SOURCE EXTRACT:
★ ★ ★ ★

Children's Health: Study reveals the hazards of toothbrushes

Canadian researchers find some kids are getting seriously injured while fooling around with brush in mouth

The lowly toothbrush, primarily an instrument of health promotion, has now been found to be an instrument of potentially life-threatening injury in children.

A review of the more than 1.6 million reports to the Canadian Hospitals Injury Reporting and Prevention Program (CHIRPP) between 1990 and 2005 showed that toothbrush injuries are rare, accounting for fewer than one per cent of reports during that time, but the injuries they did cause included potentially serious penetrating trauma.

Health Canada had asked the Public Health Agency of Canada (PHAC) to review reports to the CHIRPP database after it learned of one particular type of toothbrush whose bristles easily broke free and caused choking in some children. CHIRPP is an emergency room-based injury surveillance system operating in 10 pediatric and four general hospitals across Canada.

Steven McFaull, a PHAC research analyst, found 198 toothbrush-related injuries in the database. Nearly 80 per cent occurred in children under the age of five, and most happened when children were fooling around. In only 10 per cent of cases, the children were brushing their teeth (or having them brushed) at the time of the injury.

More than two-thirds of the injuries occurred when the children fell or bumped into something while the toothbrush was in their mouth, but there were a few cases in which the entire toothbrush was swallowed.

"In some cases, older teenage girls are trying to induce vomiting, but there are some kids who just actually swallowed the toothbrush and it's not clear what they were doing," McFaull says.

McFaull says PHAC researchers will continue to monitor toothbrush injuries in the CHIRPP database "due to the current market influx of different toothbrush types, including those with batteries."

★ ★ ★ ★

DATA:
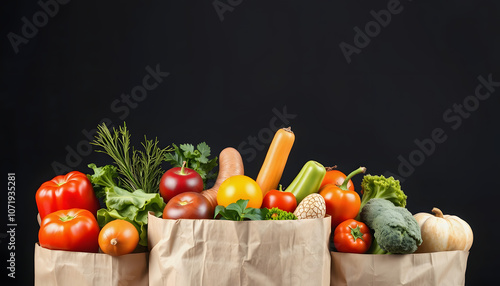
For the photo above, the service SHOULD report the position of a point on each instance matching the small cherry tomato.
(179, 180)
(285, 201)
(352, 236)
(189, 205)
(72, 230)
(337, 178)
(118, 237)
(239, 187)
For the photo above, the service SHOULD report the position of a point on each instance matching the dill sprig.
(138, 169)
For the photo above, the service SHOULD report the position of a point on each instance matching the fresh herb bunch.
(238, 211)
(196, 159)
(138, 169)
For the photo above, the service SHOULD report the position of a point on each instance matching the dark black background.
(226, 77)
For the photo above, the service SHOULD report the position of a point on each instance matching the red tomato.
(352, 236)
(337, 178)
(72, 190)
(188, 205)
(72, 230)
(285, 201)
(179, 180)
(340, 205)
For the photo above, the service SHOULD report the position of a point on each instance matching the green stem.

★ ★ ★ ★

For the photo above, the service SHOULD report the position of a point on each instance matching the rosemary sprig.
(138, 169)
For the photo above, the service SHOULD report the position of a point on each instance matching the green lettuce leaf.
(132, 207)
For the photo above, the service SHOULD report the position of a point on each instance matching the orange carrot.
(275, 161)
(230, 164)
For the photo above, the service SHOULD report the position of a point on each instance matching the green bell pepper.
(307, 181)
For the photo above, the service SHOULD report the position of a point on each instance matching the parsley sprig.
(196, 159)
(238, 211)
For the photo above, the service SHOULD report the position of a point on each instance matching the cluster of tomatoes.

★ ★ ★ ★

STUDY QUESTIONS:
(A) Answer these questions from the toothbrush-injury article, marking each answer (i), (ii) or (iii) on its own line.
(i) How many toothbrush-related injuries did Steven McFaull find in the database?
(ii) How many pediatric hospitals does CHIRPP operate in?
(iii) In what percentage of cases were the children brushing their teeth, or having them brushed, when the injury occurred?
(B) From the toothbrush-injury article, extract the passage from "Children's Health: Study" up to and including "serious penetrating trauma.", copying it without any change.

TASK-BY-TASK ANSWERS:
(A)
(i) 198
(ii) 10
(iii) 10 per cent

(B)
Children's Health: Study reveals the hazards of toothbrushes

Canadian researchers find some kids are getting seriously injured while fooling around with brush in mouth

The lowly toothbrush, primarily an instrument of health promotion, has now been found to be an instrument of potentially life-threatening injury in children.

A review of the more than 1.6 million reports to the Canadian Hospitals Injury Reporting and Prevention Program (CHIRPP) between 1990 and 2005 showed that toothbrush injuries are rare, accounting for fewer than one per cent of reports during that time, but the injuries they did cause included potentially serious penetrating trauma.